• _Excerpted text_:
○ ○ ○ ○ ○

A government watchdog organization in New York is questioning the power of the governor to use broad executive authority under declared emergencies and in a new report warned against the potential for abuse.
Reinvent Albany's report pointed to the 10 separate states of emergency now in effect that can allow the governor to suspend oversight for contracts and other spending.
Disaster declarations can afford the state's chief executive flexibility in nimbly responding to a crisis at any given moment. And certainly the last several years have seen a cascade of events for government officials to respond to.
But the Reinvent Albany report questions whether safeguards should be erected to ensure the authority isn't abused.
Gov. Kathy Hochul has come under criticism, for example, when a state contractor who also donated to her campaign provided COVID-19 test kits above what comparably sized states paid for them. Hochul has insisted the test kits were necessary to scale up ahead of the omicron variant wave last year.
Her Republican challenger, Rep. Lee Zeldin, has pledged to declare a crime emergency and freeze the enforcement of criminal justice law changes.
The group is recommending a package of changes that are meant to add some guardrails. That includes a proposal requiring the notification of the Legislature, affected local governments and the state comptroller the ability to comment prior to emergency orders being extended or modified.
The group is also calling for the extension of emergency declarations of more than one year to be reapproved by a majority vote in the state Senate and Assembly.
And the organization wants to codify the restoration of the state comptroller's powers to review state contracts prior to their approval.

○ ○ ○ ○ ○

[Natural language region descriptions]
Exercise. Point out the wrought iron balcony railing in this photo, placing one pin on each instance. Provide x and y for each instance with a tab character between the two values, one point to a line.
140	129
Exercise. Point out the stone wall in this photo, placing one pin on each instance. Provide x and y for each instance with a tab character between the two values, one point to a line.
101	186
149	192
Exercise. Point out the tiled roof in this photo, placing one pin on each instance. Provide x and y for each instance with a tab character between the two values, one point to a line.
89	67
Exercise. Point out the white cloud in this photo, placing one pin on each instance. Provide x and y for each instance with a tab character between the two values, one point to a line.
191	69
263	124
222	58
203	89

○ ○ ○ ○ ○

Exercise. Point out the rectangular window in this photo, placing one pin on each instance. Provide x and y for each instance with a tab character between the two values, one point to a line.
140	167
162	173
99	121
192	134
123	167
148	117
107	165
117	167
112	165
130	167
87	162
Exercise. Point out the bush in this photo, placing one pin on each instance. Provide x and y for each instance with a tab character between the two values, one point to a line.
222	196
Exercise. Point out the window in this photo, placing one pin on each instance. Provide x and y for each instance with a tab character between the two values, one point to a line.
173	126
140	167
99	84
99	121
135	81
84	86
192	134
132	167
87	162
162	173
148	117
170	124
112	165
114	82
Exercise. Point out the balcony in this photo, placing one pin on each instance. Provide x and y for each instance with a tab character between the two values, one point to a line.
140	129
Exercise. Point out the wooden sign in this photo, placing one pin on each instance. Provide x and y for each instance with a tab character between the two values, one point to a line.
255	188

○ ○ ○ ○ ○

• _Action item 1_: Reproduce the part of the article on New York emergency powers starting at "Disaster declarations can" and ending at "wave last year.".
• _Action item 2_: Translate this sentence from the article on New York emergency powers into Spanish: "The group is also calling for the extension of emergency declarations of more than one year to be reapproved by a majority vote in the state Senate and Assembly."

• _Exercise answer 1_:
Disaster declarations can afford the state's chief executive flexibility in nimbly responding to a crisis at any given moment. And certainly the last several years have seen a cascade of events for government officials to respond to.
But the Reinvent Albany report questions whether safeguards should be erected to ensure the authority isn't abused.
Gov. Kathy Hochul has come under criticism, for example, when a state contractor who also donated to her campaign provided COVID-19 test kits above what comparably sized states paid for them. Hochul has insisted the test kits were necessary to scale up ahead of the omicron variant wave last year.

• _Exercise answer 2_: El grupo también pide que la prórroga de las declaraciones de emergencia de más de un año vuelva a aprobarse por mayoría de votos en el Senado y la Asamblea estatales.